### WHAT IS BEING ASKED
Pick up the passage on extracting a knowledge base from past audit reports and carry it on from its final sentence.

### GIVEN PASSAGE
__________
More specifically, the system and method of the present disclosure focuses on automatically extracting a knowledge base (KB) of actionable knowledge elements from a given corpus AR of past audit reports. Each knowledge element consists of the tuple (S; v; X_v), where S is an adverse remark sentence, v is the text fragment in S which is a mention of a FV in S, X_vis a set of XBRL categories corresponding to v. The system and method of the present disclosure develop techniques for (i) Task A: identifying all adverse remark sentences from AR; and (ii) Task B: Assigning 0, 1 or more XBRL categories to each adverse remark sentence S, along with identifying mentions (if any) of them in S. Usually, an XBRL category matches with a mention of a FV in S. The system and method also demonstrate how this KB could be used to generate audit suggestions/recommendations for a given FS B (already detected as anomalous) and a given set of FV in B (already detected as making B anomalous) (e.g., refer Table 1). More specifically, Table 1 illustrates adverse remarks, mentions of financial variables (bold) in them and associated XBRL categories (subscript).

TABLE 1 During the course of audit, we also noticed that YY bank has issued notice under SARFAESI ACT, on factory building_{Factory Building}and current assets_{Current Assets}of the company. The company is carrying P & P Expenses and issue related expenses_{Share Issue Expenses}of Rs. YY as other current assets_{Current Assets Other} which in our opinion needs to be write off. The Company has not deposited amounts of Rs. YY lacs to the Investor Education & Protection Fund against unpaid fixed deposit liabilities including interest thereon_{Current Liabilities}. The Company has defaulted in payment of bank loans_{Current Liabilities} during the year preceding the previous financial period and continued in this financial year.

Each sentence there can be considered as a potential audit suggestion. For example, if VB includes Long Term Loans and Advances as a FV that makes given B anomalous, then sentence (4) can be mapped to a useful audit suggestion (“check if the company has defaulted on loan payments”), identifiable because this FV and this sentence are both mapped to XBRL category Current Liabilities.
__________
### GIVEN MATERIAL
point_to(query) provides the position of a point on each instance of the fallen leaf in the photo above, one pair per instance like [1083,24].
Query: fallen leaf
__________
### REPLY TO THE EXERCISE
Task A (modeled as a sentence classification problem) is challenging, because adverse remarks are expressed in a large variety of linguistic ways. Also, presence of negation complicates identification of adverse remarks. Identifying XBRL categories that match with a given sentence (Task B) is challenging because a FV is often expressed very differently in text than the standard name of an associated XBRL category. For instance, XBRL category Trade Receivables should match with mentions like recovery of dues, charges recoverable and XBRL category Inventories should match with mentions like warehouse stock, inventory holdings, unsold goods, unused material. Names of XBRL categories often overlap (e.g., taxes payable wealth tax, wealth tax provision, wealth tax receivable) and identifying the correct one among them is tricky. Techniques of the system and method of the present disclosure can also be used to match XBRL categories in sentences which are not adverse remarks, e.g., Hire purchase loans are repayable within one year and shown under Other Current Liabilities. Some adverse remark may not be associated with any XBRL category. For example, Continuing failure to correct major weakness in the internal control system was noticed.

Referring now to the drawings, and more particularly to FIGS. 1 through 5B, where similar reference characters denote corresponding features consistently throughout the figures, there are shown preferred embodiments and these embodiments are described in the context of the following exemplary system and/or method.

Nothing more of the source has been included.